SHORT PROBLEM> Return every line in the items below that contains the word "fence", copying each one in full.

....................

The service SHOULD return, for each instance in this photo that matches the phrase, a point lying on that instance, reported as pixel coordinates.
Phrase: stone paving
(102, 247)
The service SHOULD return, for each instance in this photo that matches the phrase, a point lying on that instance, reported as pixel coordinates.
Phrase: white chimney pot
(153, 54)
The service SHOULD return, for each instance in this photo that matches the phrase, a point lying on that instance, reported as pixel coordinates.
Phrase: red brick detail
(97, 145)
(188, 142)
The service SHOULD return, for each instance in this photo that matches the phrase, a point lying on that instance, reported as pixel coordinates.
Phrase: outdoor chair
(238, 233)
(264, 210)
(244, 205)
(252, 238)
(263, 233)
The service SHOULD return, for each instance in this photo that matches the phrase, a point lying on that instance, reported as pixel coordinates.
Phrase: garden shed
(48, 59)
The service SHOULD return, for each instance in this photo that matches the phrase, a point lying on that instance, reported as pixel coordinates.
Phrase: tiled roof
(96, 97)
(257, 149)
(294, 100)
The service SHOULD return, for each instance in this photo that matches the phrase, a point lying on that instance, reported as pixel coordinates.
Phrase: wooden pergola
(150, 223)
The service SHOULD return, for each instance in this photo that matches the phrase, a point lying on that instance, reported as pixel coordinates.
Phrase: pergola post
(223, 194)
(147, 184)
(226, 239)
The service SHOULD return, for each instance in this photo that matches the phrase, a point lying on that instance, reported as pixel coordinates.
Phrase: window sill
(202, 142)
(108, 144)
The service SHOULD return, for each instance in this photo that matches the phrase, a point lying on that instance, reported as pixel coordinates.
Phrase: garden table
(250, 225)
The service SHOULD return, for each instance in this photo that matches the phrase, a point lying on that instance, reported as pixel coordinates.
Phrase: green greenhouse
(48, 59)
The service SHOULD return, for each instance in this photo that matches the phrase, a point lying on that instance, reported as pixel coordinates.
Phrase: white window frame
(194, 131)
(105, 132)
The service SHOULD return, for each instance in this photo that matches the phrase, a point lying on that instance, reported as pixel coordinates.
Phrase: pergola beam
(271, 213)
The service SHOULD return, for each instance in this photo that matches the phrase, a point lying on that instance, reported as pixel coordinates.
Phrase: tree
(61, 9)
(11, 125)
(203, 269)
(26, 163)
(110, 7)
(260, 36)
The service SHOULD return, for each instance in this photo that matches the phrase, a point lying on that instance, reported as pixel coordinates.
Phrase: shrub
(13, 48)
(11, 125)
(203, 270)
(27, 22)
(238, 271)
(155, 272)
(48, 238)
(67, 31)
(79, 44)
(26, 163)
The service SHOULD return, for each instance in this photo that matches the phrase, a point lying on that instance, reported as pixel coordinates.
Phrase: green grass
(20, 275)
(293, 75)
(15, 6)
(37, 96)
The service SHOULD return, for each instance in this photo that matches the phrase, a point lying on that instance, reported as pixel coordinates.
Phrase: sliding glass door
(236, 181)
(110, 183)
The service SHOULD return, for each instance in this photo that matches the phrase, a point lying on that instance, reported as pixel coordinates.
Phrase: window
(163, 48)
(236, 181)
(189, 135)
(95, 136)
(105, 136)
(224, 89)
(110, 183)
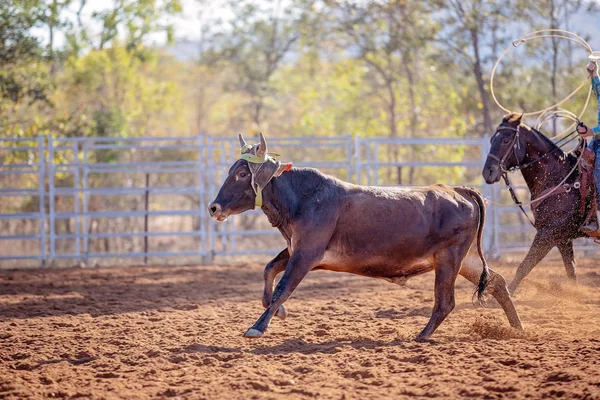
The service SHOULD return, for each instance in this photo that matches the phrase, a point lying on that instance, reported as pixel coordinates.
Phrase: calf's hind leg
(447, 264)
(273, 268)
(471, 269)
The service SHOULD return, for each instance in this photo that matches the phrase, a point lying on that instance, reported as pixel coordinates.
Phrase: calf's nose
(214, 208)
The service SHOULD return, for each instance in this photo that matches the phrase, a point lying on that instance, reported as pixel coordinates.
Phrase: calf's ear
(282, 168)
(242, 141)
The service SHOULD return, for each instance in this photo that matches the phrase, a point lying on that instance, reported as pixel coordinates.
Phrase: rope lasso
(545, 33)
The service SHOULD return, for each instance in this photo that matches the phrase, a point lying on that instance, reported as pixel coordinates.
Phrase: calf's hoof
(253, 333)
(281, 312)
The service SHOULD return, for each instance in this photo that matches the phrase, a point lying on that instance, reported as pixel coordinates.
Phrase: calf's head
(242, 189)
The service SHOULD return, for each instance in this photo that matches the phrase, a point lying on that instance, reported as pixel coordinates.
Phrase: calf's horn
(262, 148)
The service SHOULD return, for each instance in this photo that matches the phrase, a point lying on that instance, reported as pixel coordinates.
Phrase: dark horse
(544, 166)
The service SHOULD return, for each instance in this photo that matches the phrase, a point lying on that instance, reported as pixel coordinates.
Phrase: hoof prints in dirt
(176, 333)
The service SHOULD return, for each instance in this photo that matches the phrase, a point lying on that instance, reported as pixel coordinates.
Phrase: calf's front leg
(300, 263)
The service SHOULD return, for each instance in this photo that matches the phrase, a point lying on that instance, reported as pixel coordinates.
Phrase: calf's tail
(484, 277)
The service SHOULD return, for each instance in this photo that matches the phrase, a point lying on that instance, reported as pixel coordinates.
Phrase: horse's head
(506, 148)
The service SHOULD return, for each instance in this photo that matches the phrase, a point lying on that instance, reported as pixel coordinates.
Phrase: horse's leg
(568, 256)
(539, 248)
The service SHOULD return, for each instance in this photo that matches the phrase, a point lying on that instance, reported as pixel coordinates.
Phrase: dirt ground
(151, 332)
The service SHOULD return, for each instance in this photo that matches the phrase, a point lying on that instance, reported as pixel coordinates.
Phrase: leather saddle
(588, 189)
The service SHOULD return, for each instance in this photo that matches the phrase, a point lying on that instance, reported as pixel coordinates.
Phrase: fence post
(146, 203)
(51, 205)
(42, 194)
(349, 158)
(357, 162)
(76, 207)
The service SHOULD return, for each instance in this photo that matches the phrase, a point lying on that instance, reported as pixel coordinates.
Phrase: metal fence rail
(88, 199)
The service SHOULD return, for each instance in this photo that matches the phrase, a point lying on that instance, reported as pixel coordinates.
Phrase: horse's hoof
(253, 333)
(281, 312)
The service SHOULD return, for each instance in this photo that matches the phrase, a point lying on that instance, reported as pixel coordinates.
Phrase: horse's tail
(484, 277)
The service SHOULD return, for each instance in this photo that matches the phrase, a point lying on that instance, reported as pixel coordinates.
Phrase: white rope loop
(541, 34)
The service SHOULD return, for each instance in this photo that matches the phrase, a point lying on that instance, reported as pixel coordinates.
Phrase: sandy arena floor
(149, 332)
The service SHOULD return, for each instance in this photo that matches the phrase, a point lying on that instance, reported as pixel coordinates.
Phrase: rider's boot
(593, 226)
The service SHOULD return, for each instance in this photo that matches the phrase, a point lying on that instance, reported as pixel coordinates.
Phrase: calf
(386, 233)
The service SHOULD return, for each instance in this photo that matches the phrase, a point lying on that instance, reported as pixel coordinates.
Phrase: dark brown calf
(387, 233)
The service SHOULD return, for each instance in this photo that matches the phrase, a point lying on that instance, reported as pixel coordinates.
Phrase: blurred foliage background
(398, 68)
(175, 68)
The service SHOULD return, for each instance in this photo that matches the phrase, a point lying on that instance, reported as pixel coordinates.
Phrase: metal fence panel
(91, 199)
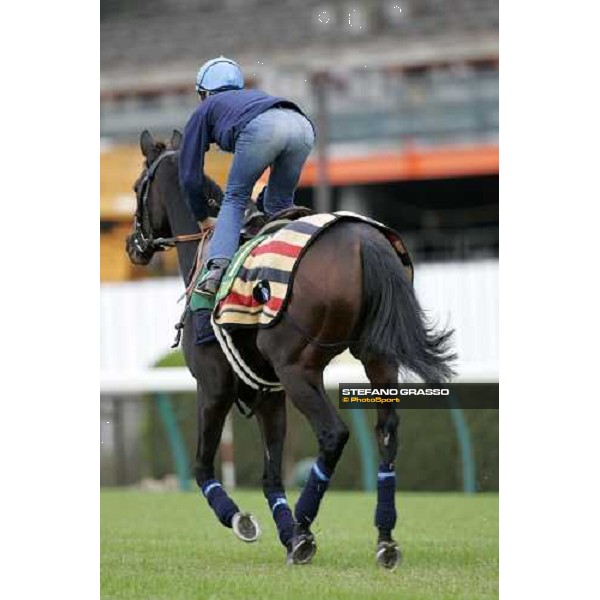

....................

RESPONSE TO THIS EXERCISE>
Phrase: fence post
Phrase: metal fence rail
Phrase: metal fence panel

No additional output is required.